▶ EXERCISE AIM
Beneath this task is a listing. State how many of its lines include the string "sill", giving nothing but the number.

▶ INPUT DATA

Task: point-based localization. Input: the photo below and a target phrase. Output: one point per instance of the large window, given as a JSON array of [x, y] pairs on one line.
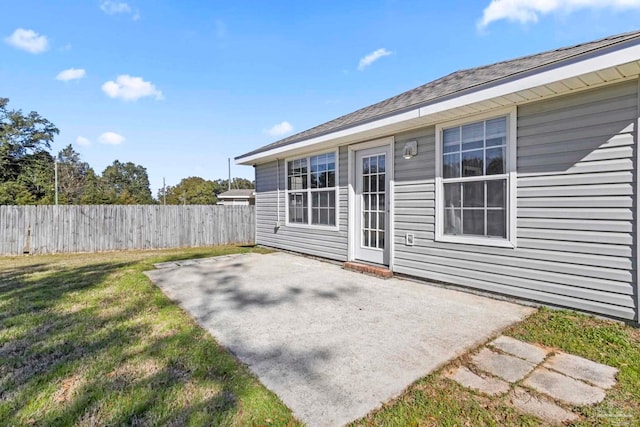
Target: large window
[[312, 190], [474, 181]]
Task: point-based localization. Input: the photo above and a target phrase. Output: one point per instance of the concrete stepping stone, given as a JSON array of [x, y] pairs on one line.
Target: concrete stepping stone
[[564, 388], [579, 368], [485, 384], [540, 407], [507, 367], [169, 264], [523, 350]]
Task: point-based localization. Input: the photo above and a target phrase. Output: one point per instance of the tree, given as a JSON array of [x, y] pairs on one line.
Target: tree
[[222, 185], [95, 191], [190, 191], [127, 183], [21, 137], [26, 167], [72, 175]]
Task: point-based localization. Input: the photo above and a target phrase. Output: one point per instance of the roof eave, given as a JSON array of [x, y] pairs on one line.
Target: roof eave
[[601, 59]]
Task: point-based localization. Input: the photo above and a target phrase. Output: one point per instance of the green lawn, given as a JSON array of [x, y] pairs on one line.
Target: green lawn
[[88, 340]]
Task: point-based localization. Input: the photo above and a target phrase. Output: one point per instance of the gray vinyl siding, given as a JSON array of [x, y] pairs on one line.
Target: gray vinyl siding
[[326, 243], [575, 208]]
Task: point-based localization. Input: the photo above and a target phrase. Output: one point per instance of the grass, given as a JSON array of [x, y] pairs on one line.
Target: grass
[[438, 401], [88, 340]]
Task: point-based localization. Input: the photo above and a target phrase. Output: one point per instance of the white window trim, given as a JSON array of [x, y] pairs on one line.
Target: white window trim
[[511, 166], [309, 213]]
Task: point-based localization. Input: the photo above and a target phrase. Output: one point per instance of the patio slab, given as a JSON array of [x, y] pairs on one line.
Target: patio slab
[[507, 367], [523, 350], [332, 344], [540, 407], [485, 384], [583, 369], [564, 388]]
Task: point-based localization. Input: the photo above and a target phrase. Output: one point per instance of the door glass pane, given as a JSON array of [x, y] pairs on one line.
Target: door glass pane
[[473, 221], [331, 180], [451, 166], [496, 193], [381, 182], [324, 216], [473, 194], [452, 196], [496, 132], [496, 224], [473, 136], [472, 163], [453, 221], [495, 161], [451, 140], [373, 162]]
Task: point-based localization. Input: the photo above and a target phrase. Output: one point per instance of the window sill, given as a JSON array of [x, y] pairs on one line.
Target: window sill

▶ REPLY TO THE EXERCISE
2